▸ **Passage shown**
"""
My Chat with Andy Owen About War, Literature, and PTSD, Part I

The New Literary War Hero in the Age of the Global War on Terror


(Image from the film “Captive,” dir. Aleksey Uchitel)

While this blog was originally focused mainly on my side hustle job of writing and reviewing fantasy, readers may have noticed a certain focus on matters military in recent posts, as in my day job as a literaturoved (literary scholar???  What do we call ourselves in English, anyway?) I started working on a project on Russian-language literature about the Chechen wars and the Soviet involvement in Afghanistan (see my reviews of Arkady Babchenko’s One Soldier’s War, Mikail Eldin’s The Sky Wept Fire, Anna Politkovskaya’s A Dirty War, Zakhar Prilepin’s Sin, German Sadulaev’s I Am a Chechen!,  Svetlana Alexievich’s Zinky Boys, or Oleg Yermakov’s Afghan Tales for more), which has expanded to include a comparison with English-language writings about Afghanistan and Iraq as well.

Rather to my surprise, since we literaturovedy are used to being told, at least in the US, that what we do is completely pointless and of no interest to anyone at all, this has garnered a considerable positive response, including from the authors themselves, many of whom have graciously responded to my questions and granted me interviews.  Which just goes to show what many of us have known all along, which is that humans love a good story, and the study and production of literature is endlessly fascinating.

One of the authors who graciously agreed to an interview was Andy Owen, former member of the UK military and author of East of Coker, as well as the upcoming non-fiction book All Soldiers Run Away.

East of Coker

I’ve reproduced excerpts from our very interesting conversation below, and will try to release more later this week.

EPC: Could you tell me a little about yourself and your books that you’ve released or are about to release—what got you started on them?

AO: I served in the British army for seven or eight years and at the end of that I worked in the British government in the UK doing counterterrorism work for a couple of years.  I didn’t write during my time in the army and I didn’t really write before that but I read an awful lot.  I think when I started writing I did it more to help order my thoughts and to try to make sense in my mind about some of the—not necessarily the situations I’d been in but the wider context that I’d been in and the environment I’d been in.  So I kind of did it for myself really first, and I came to it having read quite a bit of literature that had nothing to do with conflict as such but just had really big similarities.
"""
▸ **Dataset section**
"""
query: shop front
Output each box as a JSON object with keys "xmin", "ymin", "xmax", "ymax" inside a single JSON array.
"""
▸ **Given problem 1**
Answer these questions from the Andy Owen post, labeling your answers (a), (b), and (c):
(a) What is the title of Owen's upcoming non-fiction book?
(b) For how long did Owen serve in the British army?
(c) Which film, and which director, is the image in the Andy Owen post credited to?
▸ **Given problem 2**
In the Andy Owen post, turn the paragraph beginning "AO: I served in the British army" into a short bulleted list that keeps its main facts.
▸ **Given problem 3**
Name every book the Andy Owen post says the blogger has reviewed, with its author.

▸ **Task output 1**
(a) All Soldiers Run Away
(b) Seven or eight years
(c) "Captive," directed by Aleksey Uchitel

▸ **Task output 2**
- Served in the British army for seven or eight years.
- Afterward, worked in the UK government on counterterrorism for a couple of years.
- Didn't write in the army or before it, but read a great deal.
- Began writing to order his thoughts and make sense of the wider context and environment he had been in, more than particular situations.
- Wrote for himself first, drawing on wide reading of literature that wasn't about conflict but had big similarities to it.

▸ **Task output 3**
- One Soldier's War by Arkady Babchenko
- The Sky Wept Fire by Mikail Eldin
- A Dirty War by Anna Politkovskaya
- Sin by Zakhar Prilepin
- I Am a Chechen! by German Sadulaev
- Zinky Boys by Svetlana Alexievich
- Afghan Tales by Oleg Yermakov